══ Data records
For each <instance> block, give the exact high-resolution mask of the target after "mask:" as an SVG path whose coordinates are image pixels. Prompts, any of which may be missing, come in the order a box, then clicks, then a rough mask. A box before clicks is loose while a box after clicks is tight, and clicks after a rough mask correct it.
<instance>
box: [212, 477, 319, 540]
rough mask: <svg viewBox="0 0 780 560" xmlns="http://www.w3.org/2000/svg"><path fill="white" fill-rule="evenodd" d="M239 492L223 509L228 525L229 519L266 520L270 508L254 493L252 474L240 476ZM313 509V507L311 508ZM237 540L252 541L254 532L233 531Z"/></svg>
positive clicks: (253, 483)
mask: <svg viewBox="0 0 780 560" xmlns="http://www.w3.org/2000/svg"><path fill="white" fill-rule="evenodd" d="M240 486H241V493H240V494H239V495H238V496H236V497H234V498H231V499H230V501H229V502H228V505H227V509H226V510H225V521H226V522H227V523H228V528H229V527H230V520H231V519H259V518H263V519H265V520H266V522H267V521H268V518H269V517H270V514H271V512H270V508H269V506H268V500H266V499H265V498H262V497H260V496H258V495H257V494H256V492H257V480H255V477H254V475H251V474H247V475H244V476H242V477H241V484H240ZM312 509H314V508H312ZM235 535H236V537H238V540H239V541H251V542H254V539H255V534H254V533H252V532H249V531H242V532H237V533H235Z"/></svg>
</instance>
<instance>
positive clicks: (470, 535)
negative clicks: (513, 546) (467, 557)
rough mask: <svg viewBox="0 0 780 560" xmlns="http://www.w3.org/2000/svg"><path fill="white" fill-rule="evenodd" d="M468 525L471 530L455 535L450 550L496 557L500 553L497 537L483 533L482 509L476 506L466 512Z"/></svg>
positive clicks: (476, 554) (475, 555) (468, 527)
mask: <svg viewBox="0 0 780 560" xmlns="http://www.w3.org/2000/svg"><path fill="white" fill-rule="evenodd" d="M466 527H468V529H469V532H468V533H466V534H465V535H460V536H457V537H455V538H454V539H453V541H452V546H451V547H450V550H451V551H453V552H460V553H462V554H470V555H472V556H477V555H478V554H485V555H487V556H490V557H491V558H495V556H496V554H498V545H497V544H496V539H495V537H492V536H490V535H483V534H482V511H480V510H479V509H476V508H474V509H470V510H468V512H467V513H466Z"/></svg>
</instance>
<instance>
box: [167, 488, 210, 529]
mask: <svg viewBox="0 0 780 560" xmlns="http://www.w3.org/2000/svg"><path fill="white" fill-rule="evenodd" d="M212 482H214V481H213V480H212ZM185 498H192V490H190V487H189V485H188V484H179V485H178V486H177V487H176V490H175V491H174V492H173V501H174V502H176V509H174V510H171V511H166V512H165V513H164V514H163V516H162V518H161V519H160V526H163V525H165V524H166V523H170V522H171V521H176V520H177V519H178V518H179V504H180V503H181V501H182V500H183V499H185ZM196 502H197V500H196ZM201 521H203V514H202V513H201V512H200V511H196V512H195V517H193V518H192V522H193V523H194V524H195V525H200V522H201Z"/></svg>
════
_Task instructions_. Please rewrite the records, from their first line through the line containing "positive clicks: (253, 483)" (both included), as a JSON list of strings with one string per line and blank lines omitted.

_Response_.
[
  "For each <instance> block, give the exact high-resolution mask of the target after \"mask:\" as an SVG path whose coordinates are image pixels. Prompts, any of which may be missing, come in the order a box, then clicks, then a rough mask. A box before clicks is loose while a box after clicks is tight, and clicks after a rough mask correct it.",
  "<instance>",
  "box: [212, 477, 319, 540]",
  "rough mask: <svg viewBox=\"0 0 780 560\" xmlns=\"http://www.w3.org/2000/svg\"><path fill=\"white\" fill-rule=\"evenodd\" d=\"M239 492L223 509L228 525L229 519L266 520L270 508L254 493L252 474L240 476ZM313 509V507L311 508ZM237 540L252 541L254 532L233 531Z\"/></svg>",
  "positive clicks: (253, 483)"
]